Collect every line in the listing below that contains the word "standing". Case matters, so copy only the lines where it appears with this exact capitalization.
**** DATA FOR PROCESSING ****
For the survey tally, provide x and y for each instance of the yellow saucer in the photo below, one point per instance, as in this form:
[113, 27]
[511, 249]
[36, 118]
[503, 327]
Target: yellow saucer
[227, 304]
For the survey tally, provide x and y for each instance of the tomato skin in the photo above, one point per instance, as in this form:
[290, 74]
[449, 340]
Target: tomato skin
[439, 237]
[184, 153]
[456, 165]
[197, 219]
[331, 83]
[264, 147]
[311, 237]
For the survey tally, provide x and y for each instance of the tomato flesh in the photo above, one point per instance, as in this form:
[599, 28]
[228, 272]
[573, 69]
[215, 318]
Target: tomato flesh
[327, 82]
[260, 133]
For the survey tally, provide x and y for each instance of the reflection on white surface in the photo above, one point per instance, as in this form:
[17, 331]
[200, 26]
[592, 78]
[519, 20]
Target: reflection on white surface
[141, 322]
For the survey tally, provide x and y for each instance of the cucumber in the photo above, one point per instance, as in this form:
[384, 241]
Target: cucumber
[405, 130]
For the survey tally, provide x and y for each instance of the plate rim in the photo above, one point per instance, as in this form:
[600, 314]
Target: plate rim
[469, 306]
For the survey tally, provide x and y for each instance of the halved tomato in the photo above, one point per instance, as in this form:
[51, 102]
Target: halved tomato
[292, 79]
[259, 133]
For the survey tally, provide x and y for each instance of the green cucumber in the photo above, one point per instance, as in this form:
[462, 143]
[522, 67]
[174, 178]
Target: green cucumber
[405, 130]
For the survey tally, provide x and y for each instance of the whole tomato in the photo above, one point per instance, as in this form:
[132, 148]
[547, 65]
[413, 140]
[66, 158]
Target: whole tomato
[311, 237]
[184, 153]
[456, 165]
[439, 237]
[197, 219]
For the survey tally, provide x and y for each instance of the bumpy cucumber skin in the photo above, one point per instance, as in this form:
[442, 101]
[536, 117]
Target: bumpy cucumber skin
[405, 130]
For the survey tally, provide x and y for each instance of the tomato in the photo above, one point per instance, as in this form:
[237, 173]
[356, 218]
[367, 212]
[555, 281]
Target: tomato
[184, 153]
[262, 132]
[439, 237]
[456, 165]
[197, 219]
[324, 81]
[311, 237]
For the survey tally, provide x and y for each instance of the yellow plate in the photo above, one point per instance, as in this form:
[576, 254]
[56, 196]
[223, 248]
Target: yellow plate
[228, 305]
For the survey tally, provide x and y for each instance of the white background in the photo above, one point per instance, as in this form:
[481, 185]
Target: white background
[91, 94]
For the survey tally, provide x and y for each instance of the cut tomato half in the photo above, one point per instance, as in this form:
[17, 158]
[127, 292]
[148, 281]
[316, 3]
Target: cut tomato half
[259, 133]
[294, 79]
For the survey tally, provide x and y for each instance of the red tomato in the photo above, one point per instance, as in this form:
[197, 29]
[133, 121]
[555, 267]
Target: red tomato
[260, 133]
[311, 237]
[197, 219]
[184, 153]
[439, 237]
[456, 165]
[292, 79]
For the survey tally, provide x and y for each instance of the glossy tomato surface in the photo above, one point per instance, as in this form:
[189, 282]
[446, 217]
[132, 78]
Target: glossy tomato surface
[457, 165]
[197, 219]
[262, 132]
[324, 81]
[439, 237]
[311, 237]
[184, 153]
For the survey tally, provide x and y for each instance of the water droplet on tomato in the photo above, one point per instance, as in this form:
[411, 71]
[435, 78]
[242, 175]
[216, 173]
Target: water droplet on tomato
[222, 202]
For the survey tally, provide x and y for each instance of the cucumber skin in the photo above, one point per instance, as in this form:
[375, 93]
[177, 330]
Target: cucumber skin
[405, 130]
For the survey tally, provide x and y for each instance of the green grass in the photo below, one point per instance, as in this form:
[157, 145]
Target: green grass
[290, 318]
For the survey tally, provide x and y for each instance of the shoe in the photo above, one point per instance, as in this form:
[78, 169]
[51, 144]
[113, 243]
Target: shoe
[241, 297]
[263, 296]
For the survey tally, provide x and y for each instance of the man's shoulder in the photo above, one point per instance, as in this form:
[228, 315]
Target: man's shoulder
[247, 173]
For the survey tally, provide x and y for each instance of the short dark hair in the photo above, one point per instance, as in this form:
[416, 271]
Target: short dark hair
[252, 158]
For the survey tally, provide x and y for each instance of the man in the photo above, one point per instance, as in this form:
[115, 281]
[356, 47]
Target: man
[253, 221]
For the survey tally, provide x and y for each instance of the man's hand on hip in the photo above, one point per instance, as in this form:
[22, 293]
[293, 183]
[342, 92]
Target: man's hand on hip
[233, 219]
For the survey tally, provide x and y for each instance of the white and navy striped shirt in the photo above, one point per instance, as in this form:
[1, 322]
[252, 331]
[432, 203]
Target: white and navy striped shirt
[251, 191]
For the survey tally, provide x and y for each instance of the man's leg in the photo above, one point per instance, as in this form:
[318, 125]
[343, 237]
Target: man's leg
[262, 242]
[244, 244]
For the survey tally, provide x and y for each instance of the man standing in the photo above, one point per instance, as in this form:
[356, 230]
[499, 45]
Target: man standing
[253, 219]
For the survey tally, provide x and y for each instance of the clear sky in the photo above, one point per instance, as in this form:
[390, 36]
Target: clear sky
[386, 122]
****
**** DATA FOR PROCESSING ****
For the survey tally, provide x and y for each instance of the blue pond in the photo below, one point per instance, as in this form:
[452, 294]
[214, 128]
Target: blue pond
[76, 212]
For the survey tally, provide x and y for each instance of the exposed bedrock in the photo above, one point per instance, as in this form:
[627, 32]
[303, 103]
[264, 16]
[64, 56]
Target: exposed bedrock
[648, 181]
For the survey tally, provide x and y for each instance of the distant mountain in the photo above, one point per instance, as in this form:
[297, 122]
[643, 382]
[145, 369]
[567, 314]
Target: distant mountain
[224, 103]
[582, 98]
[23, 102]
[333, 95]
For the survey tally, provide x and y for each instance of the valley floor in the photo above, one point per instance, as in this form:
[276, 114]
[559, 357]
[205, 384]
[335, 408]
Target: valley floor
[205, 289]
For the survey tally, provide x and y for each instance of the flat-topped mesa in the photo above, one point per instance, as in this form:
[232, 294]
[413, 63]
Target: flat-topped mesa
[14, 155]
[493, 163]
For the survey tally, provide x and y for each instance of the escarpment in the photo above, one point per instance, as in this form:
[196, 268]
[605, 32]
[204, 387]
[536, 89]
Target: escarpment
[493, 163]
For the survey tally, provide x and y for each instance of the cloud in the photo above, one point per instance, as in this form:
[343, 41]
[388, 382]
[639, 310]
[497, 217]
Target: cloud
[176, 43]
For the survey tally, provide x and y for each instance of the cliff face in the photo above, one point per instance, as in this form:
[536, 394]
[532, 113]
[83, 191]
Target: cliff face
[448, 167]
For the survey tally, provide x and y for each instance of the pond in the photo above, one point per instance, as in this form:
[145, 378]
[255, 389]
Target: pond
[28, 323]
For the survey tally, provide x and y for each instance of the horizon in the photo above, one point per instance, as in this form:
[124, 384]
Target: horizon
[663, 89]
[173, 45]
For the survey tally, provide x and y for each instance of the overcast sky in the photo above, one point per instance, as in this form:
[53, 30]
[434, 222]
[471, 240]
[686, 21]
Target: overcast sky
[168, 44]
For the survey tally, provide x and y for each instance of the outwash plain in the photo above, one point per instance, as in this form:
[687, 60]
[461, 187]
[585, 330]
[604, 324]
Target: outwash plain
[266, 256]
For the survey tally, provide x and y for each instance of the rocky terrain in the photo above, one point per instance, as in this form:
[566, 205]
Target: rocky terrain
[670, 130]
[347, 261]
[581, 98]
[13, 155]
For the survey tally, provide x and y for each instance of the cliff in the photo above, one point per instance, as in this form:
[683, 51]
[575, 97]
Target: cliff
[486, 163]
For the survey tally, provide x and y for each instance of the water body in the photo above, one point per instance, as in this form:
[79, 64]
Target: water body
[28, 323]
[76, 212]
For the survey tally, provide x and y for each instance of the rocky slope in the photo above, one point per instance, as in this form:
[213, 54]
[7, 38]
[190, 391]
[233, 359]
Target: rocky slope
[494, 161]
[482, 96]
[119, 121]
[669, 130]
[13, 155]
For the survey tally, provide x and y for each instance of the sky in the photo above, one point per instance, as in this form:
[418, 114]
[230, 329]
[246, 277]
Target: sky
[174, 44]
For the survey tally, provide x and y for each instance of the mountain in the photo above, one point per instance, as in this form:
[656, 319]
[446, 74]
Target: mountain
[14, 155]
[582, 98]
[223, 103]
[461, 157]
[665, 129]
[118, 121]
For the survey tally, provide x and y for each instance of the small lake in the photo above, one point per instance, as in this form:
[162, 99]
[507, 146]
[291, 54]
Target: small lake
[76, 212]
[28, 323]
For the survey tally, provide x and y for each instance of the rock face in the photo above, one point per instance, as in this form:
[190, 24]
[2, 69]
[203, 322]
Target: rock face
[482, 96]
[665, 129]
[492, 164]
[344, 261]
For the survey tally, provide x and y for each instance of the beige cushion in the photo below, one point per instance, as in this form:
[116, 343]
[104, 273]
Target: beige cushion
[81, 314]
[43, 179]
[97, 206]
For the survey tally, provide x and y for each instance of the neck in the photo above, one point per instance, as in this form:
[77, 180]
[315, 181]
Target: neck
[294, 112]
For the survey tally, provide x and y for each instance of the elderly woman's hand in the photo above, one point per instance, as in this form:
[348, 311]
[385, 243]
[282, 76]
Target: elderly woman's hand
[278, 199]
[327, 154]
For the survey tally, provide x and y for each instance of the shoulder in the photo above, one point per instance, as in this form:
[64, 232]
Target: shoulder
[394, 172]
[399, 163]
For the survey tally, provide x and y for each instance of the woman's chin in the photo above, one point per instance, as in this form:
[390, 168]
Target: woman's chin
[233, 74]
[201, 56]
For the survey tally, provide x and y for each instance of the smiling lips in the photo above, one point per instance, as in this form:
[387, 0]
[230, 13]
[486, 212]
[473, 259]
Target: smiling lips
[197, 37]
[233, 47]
****
**** DATA FOR PROCESSING ****
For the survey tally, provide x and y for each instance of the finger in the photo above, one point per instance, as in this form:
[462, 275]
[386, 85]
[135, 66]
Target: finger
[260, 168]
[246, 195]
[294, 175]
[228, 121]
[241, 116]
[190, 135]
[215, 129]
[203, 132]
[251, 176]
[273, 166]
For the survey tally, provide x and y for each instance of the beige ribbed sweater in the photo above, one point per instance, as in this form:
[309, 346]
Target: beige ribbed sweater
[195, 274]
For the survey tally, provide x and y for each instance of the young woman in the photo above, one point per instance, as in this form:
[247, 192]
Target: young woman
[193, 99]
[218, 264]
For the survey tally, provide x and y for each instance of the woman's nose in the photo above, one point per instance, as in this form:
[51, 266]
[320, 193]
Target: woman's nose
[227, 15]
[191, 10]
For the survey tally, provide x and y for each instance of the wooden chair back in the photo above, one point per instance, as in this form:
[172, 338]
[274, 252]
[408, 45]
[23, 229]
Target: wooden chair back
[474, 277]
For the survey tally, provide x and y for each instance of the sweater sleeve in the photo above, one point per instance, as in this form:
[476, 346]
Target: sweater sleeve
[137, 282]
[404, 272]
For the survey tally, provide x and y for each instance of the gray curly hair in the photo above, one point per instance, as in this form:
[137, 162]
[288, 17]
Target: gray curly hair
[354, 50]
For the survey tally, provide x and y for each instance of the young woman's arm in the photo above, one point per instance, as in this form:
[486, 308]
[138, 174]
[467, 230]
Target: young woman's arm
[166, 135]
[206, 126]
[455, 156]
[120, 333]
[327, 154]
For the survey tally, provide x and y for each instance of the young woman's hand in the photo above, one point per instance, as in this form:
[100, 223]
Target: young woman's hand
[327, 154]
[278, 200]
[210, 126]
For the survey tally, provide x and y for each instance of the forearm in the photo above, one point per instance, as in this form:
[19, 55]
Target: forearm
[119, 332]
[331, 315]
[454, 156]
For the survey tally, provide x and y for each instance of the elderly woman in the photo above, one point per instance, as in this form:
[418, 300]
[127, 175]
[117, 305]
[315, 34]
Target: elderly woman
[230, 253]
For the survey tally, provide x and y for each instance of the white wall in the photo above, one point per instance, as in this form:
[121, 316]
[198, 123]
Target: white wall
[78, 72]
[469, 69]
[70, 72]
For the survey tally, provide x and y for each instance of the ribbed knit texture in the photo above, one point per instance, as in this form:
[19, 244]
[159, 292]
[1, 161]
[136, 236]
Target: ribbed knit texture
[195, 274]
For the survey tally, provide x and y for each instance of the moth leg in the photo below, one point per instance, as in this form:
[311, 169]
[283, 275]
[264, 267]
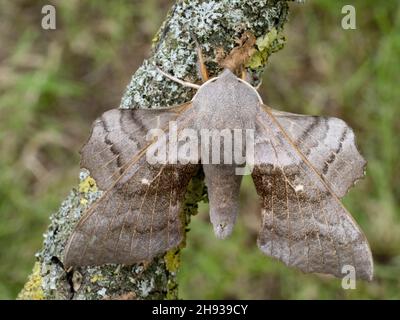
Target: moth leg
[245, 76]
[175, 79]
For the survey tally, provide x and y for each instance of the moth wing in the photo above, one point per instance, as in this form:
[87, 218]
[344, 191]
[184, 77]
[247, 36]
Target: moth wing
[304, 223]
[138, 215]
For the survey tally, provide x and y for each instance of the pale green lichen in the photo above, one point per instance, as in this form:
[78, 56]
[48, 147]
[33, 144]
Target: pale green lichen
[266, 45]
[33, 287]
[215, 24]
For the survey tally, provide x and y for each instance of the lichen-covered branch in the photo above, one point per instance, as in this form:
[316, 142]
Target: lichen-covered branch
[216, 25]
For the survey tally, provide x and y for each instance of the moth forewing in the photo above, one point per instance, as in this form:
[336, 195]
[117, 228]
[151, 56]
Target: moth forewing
****
**RESULT BELOW**
For the survey tally, provide x and y for each instance of the man standing in the photo above, one point per instance, as in this form:
Target: man standing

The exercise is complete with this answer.